**EXERCISE PROMPT:**
Edit the lines below by swapping each "one point to a line" for "one point per line", and keep everything else the same.

**DATASET EXCERPTS:**
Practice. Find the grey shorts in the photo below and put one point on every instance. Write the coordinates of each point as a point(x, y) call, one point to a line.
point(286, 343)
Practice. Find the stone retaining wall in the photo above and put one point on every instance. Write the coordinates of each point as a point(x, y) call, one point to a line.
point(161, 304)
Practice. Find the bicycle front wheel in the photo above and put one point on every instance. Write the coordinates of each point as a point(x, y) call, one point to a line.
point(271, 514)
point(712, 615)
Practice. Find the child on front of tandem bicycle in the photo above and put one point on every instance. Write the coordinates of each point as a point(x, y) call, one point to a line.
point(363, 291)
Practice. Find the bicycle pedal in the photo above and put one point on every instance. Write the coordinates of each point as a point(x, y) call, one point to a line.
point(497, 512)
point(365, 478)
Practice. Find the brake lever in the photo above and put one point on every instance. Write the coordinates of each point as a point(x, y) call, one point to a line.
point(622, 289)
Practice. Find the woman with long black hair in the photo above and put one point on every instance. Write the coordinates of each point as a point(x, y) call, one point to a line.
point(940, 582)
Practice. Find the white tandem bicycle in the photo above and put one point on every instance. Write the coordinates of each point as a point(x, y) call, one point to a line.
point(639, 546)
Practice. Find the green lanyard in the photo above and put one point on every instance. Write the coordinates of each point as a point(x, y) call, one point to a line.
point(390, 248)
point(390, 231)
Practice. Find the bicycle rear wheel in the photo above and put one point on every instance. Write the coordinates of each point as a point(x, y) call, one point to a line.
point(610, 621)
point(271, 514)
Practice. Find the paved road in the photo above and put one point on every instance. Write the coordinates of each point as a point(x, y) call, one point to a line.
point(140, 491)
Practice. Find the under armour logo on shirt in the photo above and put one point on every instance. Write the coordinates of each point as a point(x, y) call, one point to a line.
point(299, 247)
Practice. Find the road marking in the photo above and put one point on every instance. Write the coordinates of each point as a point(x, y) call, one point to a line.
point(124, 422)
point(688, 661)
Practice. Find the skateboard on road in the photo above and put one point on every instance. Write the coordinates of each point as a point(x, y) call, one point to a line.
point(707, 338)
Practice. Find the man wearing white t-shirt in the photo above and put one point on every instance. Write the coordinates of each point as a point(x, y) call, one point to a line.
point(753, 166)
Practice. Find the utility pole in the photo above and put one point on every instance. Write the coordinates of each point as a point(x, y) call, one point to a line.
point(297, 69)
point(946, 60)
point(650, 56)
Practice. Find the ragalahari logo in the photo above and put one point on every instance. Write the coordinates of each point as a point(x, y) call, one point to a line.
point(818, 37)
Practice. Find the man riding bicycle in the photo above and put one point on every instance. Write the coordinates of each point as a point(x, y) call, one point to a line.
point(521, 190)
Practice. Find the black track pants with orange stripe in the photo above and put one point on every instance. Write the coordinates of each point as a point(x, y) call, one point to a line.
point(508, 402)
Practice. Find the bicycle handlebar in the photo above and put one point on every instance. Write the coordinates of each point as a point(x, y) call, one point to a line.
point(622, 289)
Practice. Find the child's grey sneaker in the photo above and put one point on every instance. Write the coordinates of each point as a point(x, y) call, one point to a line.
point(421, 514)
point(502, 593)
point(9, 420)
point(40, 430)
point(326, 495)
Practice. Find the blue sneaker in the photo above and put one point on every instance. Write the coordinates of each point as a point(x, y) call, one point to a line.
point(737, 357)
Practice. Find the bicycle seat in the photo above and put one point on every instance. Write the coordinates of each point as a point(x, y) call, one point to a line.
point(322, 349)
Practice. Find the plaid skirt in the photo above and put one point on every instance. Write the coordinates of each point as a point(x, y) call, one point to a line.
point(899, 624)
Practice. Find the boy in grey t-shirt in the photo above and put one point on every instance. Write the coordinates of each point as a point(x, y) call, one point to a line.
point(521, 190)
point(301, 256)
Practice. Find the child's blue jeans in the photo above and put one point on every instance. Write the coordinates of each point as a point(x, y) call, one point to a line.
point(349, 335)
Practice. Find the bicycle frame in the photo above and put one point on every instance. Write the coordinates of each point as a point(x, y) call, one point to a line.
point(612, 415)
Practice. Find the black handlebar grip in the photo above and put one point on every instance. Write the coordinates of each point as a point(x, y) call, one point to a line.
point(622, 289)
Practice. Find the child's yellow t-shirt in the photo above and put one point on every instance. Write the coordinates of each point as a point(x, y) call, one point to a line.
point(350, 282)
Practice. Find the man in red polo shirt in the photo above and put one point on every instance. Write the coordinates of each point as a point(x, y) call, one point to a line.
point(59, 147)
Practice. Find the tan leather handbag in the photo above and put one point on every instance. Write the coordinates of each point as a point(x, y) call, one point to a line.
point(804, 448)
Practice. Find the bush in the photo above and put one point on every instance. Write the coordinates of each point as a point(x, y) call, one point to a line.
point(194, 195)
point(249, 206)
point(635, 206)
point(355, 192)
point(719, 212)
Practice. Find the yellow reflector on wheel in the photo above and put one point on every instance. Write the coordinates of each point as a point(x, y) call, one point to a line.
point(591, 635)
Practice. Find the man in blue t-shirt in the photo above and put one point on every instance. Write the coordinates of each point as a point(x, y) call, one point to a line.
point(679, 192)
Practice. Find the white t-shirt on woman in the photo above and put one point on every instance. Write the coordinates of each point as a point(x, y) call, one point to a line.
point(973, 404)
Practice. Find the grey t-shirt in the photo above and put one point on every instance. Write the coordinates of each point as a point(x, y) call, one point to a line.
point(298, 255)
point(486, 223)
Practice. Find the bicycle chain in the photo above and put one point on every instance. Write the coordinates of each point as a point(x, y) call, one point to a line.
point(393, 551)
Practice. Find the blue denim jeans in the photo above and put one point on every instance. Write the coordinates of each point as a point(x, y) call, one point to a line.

**OUTPUT BELOW:**
Practice. Find the grey shorts in the photo below and put one point on every instance. Write the coordinates of each point as a point(x, y) call, one point per line.
point(286, 343)
Practice. Find the stone retaining wall in the photo above and put one point on every instance. Write the coordinates of each point as a point(x, y) call, one point per line.
point(161, 304)
Practice. Find the bicycle front wheel in the photo above and put one point on every instance. Write the coordinates of each point as a point(x, y) call, one point per line.
point(271, 514)
point(712, 615)
Practice. Find the child on front of tandem bicycle in the photo above and put one point on every instance. Write the coordinates of each point as a point(x, y) call, one point per line.
point(363, 291)
Practice. Find the bicycle pedal in the photo above and put one point on every instance. Write the coordinates of each point as a point(x, y) call, one point per line.
point(497, 512)
point(365, 478)
Practice. Find the brake lever in the photo above and put one point on every instance. Write the coordinates of each point as a point(x, y) call, one point per line.
point(622, 289)
Practice. Find the woman with long black hair in the photo above and put one point on every instance. Write the coordinates of each point as a point(x, y) call, one point per line.
point(940, 582)
Practice. Find the white tandem bicycle in the photo above and put one point on every instance. Write the coordinates of each point as a point(x, y) call, one point per line.
point(639, 546)
Practice. Find the green lanyard in the photo above and put one point on every instance. Write the coordinates of each point as a point(x, y) call, one point per line.
point(390, 248)
point(390, 231)
Practice. Find the bicycle rear wheel in the photo above and put one point on every instance. Write the coordinates of each point as a point(x, y) call, one point per line.
point(610, 621)
point(271, 514)
Practice. Find the paved road in the photo above and put one point on every instance. Write the coordinates of each point as a point(x, y) call, one point per line.
point(140, 491)
Practice. Find the under armour logo on shirt in the photo above and put one point on every instance. Write the coordinates of each point as a point(x, y) call, one point per line.
point(299, 247)
Practice. Find the road marking in the photo above and put one point on every instance. Write the coordinates of each point as a point(x, y) call, one point per line.
point(124, 422)
point(688, 661)
Practice. Find the skateboard on road in the photo above and put one point on every instance. Write the coordinates of each point as a point(x, y) call, one point per line.
point(707, 338)
Practice. Find the man wearing white t-shirt in the photo above and put one point on every instance. Write the coordinates of each point as a point(x, y) call, one point per line.
point(753, 166)
Practice. Find the utility pole in the photo above and put one point on every instance. Write the coordinates of each point as a point(x, y) call, one point per line.
point(297, 69)
point(946, 60)
point(650, 56)
Practice. Find the ragalahari logo in the photo above and put one point on every instance. Write the coordinates of each point as a point(x, y) call, one point per line.
point(818, 37)
Practice. Find the man riding bicycle in the photo above and put one point on every instance. Write the coordinates of each point as a point(x, y) call, one point per line.
point(521, 190)
Practice. Find the black track pants with orange stripe in the photo above and put one point on every instance. Write the coordinates of each point as a point(x, y) call, one point per line.
point(508, 402)
Practice. Find the bicycle handlebar in the photo above and put one point on every instance. Write the coordinates of each point as a point(x, y) call, one point per line.
point(622, 289)
Practice. Find the child's grey sneaker in the photo above and put one point on every instance. Write the coordinates of each point as a point(x, y) call, one point per line.
point(421, 514)
point(502, 593)
point(9, 420)
point(40, 430)
point(326, 495)
Practice. Find the blue sneaker in the photo above and put one point on every instance. Write the coordinates of each point as a point(x, y) call, one point per line.
point(737, 357)
Practice. Find the bicycle seat in the photo above and put one point on every instance. Write the coordinates of each point as a point(x, y) call, one point per line.
point(322, 349)
Practice. Find the plaid skirt in the photo above and put one point on every instance. Write the coordinates of each point as a point(x, y) call, one point per line.
point(899, 624)
Practice. Find the boy in grey t-shirt in the photo above and put one point on every instance. Write the coordinates of each point as a point(x, y) call, one point per line.
point(521, 190)
point(301, 256)
Practice. Find the child's blue jeans in the photo above and put one point on every instance. Write the coordinates of each point as a point(x, y) call, one point per line.
point(349, 335)
Practice. Find the bicycle frame in the photo above and put one point on every instance. Write the coordinates of each point as a point(x, y) call, one point per line.
point(612, 415)
Practice. Find the black handlebar grip in the photo above and put one point on every instance. Write the coordinates of each point as a point(x, y) call, one point per line.
point(622, 289)
Practice. Find the child's yellow t-shirt in the photo above and put one point on every instance. Write the coordinates of each point as a point(x, y) call, one point per line.
point(350, 282)
Practice. Find the man in red polo shirt in the photo above and put one point on every instance. Write the coordinates of each point as a point(x, y) call, one point per line.
point(59, 147)
Practice. Find the tan leather handbag in the photo above and put one point on every instance. Write the coordinates of each point as a point(x, y) call, one point per line.
point(804, 448)
Practice. Find the bush in the photo above and put one point on every instance. Write the coordinates of each point as a point(x, y) call, one point per line.
point(194, 195)
point(249, 206)
point(635, 206)
point(355, 192)
point(719, 212)
Practice. Find the yellow reflector on wheel in the photo above and put one point on every instance. Write the coordinates of each point as a point(x, y) call, one point per line.
point(591, 635)
Practice. Find the man in blue t-shirt in the photo above and put one point on every instance. Write the coordinates of each point as a point(x, y) call, one point per line.
point(679, 192)
Practice. Find the white t-shirt on woman in the photo above and put one point on every instance. Write the coordinates of each point as a point(x, y) call, one point per line.
point(973, 404)
Practice. Find the grey t-shirt in the photo above and put one point on every instance. Write the coordinates of each point as a point(x, y) call, one point per line.
point(298, 255)
point(486, 223)
Practice. Find the bicycle chain in the photo above and put one point on every instance. Write the coordinates of each point as a point(x, y) call, one point per line.
point(393, 551)
Practice. Find the blue denim jeans in the photo above and put one point on every instance. Write the coordinates of each point as a point(x, y) call, one point per line.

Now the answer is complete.